ASSIGNMENT: Word for word, give again the line holding "the bird head" and each line after it to the end of the listing below.

ENTRIES SHOWN:
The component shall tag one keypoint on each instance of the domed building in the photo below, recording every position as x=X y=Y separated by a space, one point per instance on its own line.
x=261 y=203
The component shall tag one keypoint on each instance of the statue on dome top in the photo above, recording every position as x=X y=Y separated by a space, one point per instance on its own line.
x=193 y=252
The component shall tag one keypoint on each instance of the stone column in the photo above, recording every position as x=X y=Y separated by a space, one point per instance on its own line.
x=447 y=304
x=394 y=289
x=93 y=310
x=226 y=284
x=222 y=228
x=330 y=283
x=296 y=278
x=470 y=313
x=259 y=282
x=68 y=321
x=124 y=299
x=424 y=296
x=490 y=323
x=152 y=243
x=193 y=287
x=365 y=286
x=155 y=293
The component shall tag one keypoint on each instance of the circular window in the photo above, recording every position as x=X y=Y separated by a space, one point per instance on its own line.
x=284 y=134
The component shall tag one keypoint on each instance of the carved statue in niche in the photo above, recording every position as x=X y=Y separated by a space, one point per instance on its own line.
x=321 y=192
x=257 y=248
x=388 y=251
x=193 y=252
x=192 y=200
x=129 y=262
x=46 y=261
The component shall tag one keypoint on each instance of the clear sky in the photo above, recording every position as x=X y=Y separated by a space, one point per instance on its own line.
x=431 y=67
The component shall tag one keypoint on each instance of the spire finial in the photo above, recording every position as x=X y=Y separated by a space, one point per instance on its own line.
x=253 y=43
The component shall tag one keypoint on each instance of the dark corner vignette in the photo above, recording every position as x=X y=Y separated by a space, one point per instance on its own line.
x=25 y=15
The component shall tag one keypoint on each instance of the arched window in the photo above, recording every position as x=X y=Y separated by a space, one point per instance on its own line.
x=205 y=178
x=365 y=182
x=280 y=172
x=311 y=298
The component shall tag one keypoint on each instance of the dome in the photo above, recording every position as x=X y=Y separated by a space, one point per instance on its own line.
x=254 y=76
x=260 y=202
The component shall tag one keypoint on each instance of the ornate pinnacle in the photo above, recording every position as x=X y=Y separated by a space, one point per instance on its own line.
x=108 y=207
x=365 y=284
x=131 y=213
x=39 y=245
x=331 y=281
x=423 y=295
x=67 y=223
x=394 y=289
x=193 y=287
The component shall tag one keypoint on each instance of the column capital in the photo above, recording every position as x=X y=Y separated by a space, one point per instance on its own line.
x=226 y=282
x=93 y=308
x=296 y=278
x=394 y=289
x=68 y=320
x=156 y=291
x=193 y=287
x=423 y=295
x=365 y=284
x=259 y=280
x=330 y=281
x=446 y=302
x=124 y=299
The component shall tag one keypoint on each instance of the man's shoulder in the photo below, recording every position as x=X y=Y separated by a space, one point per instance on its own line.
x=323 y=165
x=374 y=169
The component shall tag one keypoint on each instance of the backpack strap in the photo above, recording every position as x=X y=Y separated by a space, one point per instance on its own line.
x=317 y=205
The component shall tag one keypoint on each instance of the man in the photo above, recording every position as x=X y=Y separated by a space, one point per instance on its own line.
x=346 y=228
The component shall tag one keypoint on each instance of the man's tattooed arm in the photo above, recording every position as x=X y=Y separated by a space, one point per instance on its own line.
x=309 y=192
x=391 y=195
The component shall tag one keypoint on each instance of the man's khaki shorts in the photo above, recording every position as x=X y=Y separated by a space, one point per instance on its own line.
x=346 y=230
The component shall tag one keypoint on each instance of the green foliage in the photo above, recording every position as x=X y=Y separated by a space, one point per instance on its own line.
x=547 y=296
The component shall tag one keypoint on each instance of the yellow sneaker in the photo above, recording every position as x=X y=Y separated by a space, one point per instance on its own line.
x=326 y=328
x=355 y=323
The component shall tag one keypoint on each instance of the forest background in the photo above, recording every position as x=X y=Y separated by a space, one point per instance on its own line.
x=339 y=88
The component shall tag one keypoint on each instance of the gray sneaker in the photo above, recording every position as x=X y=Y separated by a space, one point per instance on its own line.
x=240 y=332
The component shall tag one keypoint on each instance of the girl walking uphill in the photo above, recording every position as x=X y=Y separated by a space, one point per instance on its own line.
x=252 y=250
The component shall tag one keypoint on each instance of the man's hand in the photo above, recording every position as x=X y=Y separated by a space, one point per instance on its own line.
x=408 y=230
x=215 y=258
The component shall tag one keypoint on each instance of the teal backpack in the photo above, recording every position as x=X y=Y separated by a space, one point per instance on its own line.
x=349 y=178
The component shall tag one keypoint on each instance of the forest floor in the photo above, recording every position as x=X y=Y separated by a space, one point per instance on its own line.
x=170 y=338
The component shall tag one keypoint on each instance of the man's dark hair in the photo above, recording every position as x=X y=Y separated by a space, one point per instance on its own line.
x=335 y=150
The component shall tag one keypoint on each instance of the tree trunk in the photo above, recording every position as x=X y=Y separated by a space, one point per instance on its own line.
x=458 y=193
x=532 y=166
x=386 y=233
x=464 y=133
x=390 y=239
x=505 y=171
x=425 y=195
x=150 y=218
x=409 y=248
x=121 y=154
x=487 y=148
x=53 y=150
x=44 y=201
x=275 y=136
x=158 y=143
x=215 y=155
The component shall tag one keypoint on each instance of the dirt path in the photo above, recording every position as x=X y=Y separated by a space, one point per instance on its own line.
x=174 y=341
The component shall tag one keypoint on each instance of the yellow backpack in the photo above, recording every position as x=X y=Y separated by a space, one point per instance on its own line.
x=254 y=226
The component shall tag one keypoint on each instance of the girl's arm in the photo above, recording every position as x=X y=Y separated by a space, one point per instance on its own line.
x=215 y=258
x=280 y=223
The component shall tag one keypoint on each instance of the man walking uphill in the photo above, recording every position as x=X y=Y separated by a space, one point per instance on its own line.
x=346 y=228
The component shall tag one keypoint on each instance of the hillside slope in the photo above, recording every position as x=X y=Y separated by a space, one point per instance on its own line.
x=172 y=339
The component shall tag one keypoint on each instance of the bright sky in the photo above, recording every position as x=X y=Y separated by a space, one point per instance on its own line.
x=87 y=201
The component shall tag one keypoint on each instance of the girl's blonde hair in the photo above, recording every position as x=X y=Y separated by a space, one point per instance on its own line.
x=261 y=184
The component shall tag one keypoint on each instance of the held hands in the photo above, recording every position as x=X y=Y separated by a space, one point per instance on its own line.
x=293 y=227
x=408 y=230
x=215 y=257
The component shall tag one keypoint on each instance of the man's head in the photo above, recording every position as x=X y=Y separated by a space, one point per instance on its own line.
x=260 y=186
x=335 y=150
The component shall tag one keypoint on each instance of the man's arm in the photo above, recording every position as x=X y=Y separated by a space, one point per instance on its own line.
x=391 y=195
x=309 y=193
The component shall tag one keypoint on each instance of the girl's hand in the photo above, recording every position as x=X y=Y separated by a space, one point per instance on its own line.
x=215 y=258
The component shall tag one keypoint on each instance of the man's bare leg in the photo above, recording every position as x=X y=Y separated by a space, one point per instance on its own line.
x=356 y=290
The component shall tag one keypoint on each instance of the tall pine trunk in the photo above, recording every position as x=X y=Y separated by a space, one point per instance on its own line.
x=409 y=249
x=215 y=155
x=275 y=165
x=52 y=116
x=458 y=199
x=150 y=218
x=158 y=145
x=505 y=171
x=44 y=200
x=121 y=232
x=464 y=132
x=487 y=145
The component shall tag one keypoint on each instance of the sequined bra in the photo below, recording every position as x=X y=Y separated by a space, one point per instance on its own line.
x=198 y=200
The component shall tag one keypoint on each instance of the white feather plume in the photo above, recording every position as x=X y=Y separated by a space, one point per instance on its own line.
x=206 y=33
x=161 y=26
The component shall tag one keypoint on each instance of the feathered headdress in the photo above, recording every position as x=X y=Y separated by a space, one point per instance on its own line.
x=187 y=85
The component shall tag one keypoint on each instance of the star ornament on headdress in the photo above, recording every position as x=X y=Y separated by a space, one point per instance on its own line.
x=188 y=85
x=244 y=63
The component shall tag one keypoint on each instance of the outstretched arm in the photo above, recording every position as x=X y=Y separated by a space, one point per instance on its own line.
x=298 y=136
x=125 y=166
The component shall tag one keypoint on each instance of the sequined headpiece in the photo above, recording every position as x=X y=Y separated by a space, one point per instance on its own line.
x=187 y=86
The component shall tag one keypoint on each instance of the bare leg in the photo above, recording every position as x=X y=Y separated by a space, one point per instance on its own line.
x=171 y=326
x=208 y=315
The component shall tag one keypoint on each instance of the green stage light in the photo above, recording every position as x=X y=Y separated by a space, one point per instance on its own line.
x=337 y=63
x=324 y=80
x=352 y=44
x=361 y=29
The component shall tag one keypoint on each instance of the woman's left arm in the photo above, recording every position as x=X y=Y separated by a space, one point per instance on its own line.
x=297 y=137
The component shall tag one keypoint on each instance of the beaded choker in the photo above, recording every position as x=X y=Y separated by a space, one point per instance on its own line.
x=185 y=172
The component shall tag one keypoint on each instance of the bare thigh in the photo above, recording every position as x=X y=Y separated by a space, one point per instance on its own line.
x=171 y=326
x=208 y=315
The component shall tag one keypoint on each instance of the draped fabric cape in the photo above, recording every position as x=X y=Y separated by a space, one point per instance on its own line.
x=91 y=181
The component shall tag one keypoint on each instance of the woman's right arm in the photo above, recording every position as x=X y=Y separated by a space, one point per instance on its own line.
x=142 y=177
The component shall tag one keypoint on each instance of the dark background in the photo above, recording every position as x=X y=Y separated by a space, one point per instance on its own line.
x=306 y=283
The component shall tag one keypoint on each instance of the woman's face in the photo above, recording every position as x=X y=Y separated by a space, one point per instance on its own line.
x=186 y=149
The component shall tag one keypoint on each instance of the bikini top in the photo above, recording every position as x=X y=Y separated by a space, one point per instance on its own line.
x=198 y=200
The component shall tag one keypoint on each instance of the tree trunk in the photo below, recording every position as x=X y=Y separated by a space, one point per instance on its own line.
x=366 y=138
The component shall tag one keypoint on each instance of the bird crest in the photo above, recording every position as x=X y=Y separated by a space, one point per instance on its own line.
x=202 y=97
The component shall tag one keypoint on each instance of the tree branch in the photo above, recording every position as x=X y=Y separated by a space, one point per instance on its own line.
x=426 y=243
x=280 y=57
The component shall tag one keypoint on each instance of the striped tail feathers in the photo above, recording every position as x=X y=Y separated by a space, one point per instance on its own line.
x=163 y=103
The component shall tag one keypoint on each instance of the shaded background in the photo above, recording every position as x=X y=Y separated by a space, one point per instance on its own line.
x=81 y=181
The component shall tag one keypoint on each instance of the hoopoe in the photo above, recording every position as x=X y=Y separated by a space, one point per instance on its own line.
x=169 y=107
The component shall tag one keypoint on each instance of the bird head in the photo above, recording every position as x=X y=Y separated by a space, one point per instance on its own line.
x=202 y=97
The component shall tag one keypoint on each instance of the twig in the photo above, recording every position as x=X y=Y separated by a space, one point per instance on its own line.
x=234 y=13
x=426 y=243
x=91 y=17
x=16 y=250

ANSWER TO THIS PROBLEM:
The component shall tag one keypoint on each instance of the bird head in the photo above, recording every position as x=X y=Y separated by a space, one point per instance on its own line.
x=202 y=97
The component shall tag one keypoint on each instance of the twig in the photo above, recording every position as x=X y=Y separated by a space, one point per instance on its own line.
x=234 y=13
x=426 y=243
x=91 y=17
x=16 y=250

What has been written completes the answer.